* TASK INSTRUCTIONS:
Copy every entry exactly.

** start WORKING DATA **

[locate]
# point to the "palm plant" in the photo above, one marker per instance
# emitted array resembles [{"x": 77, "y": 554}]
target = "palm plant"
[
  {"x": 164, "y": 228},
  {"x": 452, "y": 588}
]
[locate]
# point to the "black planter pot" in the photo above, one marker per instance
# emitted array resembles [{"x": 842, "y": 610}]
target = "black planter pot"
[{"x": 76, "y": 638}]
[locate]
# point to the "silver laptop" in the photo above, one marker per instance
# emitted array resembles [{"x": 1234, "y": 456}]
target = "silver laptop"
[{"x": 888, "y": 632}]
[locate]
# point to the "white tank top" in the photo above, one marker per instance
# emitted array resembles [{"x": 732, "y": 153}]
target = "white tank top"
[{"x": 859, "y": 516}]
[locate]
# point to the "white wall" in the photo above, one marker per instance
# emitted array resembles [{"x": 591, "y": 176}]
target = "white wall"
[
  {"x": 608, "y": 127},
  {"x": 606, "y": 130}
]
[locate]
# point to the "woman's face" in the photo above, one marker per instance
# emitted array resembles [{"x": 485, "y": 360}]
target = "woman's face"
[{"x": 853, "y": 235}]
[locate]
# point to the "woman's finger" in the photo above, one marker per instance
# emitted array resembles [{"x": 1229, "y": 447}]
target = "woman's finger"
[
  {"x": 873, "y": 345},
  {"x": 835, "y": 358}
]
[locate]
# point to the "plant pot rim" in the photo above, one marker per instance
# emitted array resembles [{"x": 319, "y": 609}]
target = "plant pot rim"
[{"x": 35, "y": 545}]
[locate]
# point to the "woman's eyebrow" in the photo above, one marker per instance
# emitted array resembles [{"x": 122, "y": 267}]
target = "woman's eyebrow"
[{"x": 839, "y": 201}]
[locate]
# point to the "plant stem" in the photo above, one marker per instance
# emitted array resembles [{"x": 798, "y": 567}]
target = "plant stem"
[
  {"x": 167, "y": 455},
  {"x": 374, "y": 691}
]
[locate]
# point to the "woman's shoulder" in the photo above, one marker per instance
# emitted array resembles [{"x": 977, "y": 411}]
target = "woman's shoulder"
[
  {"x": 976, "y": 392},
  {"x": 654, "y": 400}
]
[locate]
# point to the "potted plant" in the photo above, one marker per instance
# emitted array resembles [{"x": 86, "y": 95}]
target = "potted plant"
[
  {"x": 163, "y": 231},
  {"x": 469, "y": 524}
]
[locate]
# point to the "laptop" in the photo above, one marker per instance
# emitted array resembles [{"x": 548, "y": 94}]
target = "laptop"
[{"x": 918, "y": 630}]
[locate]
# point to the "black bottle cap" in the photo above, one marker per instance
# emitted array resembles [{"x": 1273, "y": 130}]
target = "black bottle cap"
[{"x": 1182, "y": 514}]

** end WORKING DATA **

* RESULT OF THIS TASK:
[locate]
# point to the "palm plant" in the photo above, one marker per instance
# emitted array resembles [{"x": 77, "y": 554}]
target = "palm plant"
[
  {"x": 164, "y": 228},
  {"x": 452, "y": 588}
]
[locate]
# point to the "black planter pot" in the photo above, one marker per instance
# emitted array resembles [{"x": 842, "y": 610}]
target = "black planter pot"
[{"x": 76, "y": 638}]
[locate]
# point to the "silver laptop" in the photo above, one marker per instance
# emitted array resembles [{"x": 1234, "y": 456}]
target = "silver laptop"
[{"x": 888, "y": 632}]
[locate]
# point to the "white tank top" in the photo above, one marker per instance
# emitted array resembles [{"x": 732, "y": 153}]
target = "white tank top"
[{"x": 859, "y": 516}]
[locate]
# point to the "white wall" in the photo above, one marker per instance
# emitted array resembles [{"x": 591, "y": 176}]
target = "white wall"
[
  {"x": 608, "y": 127},
  {"x": 606, "y": 130}
]
[locate]
# point to the "woman's face" in the photo above, one marker per instance
# emitted array resembles [{"x": 485, "y": 360}]
target = "woman's face"
[{"x": 853, "y": 235}]
[locate]
# point to the "woman's finger" in the photo above, one marker per instance
# emitted array resembles [{"x": 1229, "y": 447}]
target = "woman's finger"
[
  {"x": 873, "y": 345},
  {"x": 835, "y": 358}
]
[locate]
# point to the "plant pot rim" in the photo above, one marker per instance
# emitted array resembles [{"x": 319, "y": 609}]
target = "plant pot rim"
[{"x": 35, "y": 545}]
[locate]
# point to the "woman's eyebrow" in the photo above, one marker per instance
# emitted array resembles [{"x": 122, "y": 267}]
target = "woman's eyebrow"
[{"x": 839, "y": 201}]
[locate]
# point to the "plant stem" in the photo above, one marker per instance
# emitted array resembles [{"x": 798, "y": 567}]
target = "plant stem"
[
  {"x": 167, "y": 455},
  {"x": 374, "y": 691}
]
[locate]
# point to the "woman's shoulder" in the photo above, one marker per instance
# emitted array resembles [{"x": 977, "y": 411}]
target = "woman's shoulder"
[
  {"x": 976, "y": 392},
  {"x": 654, "y": 400}
]
[locate]
# point to the "potted plant" in the photo above, one marker per instance
# emitted array resembles [{"x": 86, "y": 95}]
target = "potted plant"
[
  {"x": 163, "y": 231},
  {"x": 469, "y": 524}
]
[locate]
# point to the "laptop" in the photo above, one marker per instance
# emitted array resembles [{"x": 548, "y": 94}]
target = "laptop"
[{"x": 918, "y": 630}]
[locate]
# point to the "black bottle cap" in the photo above, one marker per instance
# emitted array resembles [{"x": 1273, "y": 130}]
target = "black bottle cap"
[{"x": 1182, "y": 514}]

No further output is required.